= Document extract =
____

Mike Thorpe plans for the day Earth receives its first souvenirs from Mars.
By Megan Bradshaw
Mars has been a part of human myths, philosophies and aspirations since the Babylonians spotted it in 400 BC.
The Red Planet’s mystique may have a great deal to do with the longing to explore or escape to a faraway place, but for Mike Thorpe, a sedimentary geochemist contracted to NASA, its attraction is grounded more in, well, the ground.
“Understanding the ancient environments on Mars is going to provide us clues to the history of water and maybe why Earth is so unique,” he says. “I study Earth to get a better reference on what we’re seeing on Mars. But I’m also studying Mars to understand early Earth.”
Humanity’s fascination with Mars has grown alongside its scientific advancements.
Dutch astronomer Christiaan Huygens published Cosmotheros in 1698, discussing what was required of a planet to support life and speculating on intelligent extraterrestrials. Fears of little green men began as early as 1877 when Italian philosopher Giovanni Schiaparelli’s use of the word canali to describe streaks he viewed on Mars’ surface was wrongly thought to mean canals and imply that intelligent life on Mars had dug a canal system.

____

= Excerpts from point annotation data =
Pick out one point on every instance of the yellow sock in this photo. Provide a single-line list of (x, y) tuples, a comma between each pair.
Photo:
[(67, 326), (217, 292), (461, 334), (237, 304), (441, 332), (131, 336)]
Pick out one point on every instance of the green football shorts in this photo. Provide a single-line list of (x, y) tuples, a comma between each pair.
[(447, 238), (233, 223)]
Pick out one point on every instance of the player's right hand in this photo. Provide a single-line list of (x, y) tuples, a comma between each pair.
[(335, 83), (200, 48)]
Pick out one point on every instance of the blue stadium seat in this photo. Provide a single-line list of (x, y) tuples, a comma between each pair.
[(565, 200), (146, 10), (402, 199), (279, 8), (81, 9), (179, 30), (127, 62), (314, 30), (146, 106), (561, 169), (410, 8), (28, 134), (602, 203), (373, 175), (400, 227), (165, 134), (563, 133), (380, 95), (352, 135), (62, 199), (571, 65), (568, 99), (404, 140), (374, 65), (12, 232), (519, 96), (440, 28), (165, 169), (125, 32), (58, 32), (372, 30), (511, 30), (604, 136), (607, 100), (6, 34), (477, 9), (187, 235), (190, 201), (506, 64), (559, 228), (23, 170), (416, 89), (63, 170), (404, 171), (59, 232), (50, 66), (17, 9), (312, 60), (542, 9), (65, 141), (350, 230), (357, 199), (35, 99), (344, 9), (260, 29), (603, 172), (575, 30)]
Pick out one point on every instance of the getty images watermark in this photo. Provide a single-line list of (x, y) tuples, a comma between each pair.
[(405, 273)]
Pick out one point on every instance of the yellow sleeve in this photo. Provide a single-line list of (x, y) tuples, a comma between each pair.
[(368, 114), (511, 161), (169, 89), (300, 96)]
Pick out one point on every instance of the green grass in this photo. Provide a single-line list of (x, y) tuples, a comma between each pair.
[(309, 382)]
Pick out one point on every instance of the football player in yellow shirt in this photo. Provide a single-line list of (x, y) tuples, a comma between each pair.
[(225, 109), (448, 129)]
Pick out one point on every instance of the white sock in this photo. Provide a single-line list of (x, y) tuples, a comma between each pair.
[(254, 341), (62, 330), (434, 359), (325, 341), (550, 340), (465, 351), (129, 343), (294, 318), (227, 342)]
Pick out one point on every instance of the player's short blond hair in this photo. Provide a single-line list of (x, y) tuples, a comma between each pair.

____

= Set tasks =
(A) In the Mars article, what year did Christiaan Huygens publish Cosmotheros?
(B) Retype the Mars article from "By Megan Bradshaw" to "its scientific advancements.".
(C) List every individual person the Mars article mentions by name.

= Solutions in order =
(A) 1698

(B)
By Megan Bradshaw
Mars has been a part of human myths, philosophies and aspirations since the Babylonians spotted it in 400 BC.
The Red Planet’s mystique may have a great deal to do with the longing to explore or escape to a faraway place, but for Mike Thorpe, a sedimentary geochemist contracted to NASA, its attraction is grounded more in, well, the ground.
“Understanding the ancient environments on Mars is going to provide us clues to the history of water and maybe why Earth is so unique,” he says. “I study Earth to get a better reference on what we’re seeing on Mars. But I’m also studying Mars to understand early Earth.”
Humanity’s fascination with Mars has grown alongside its scientific advancements.

(C) Mike Thorpe, Megan Bradshaw, Christiaan Huygens, Giovanni Schiaparelli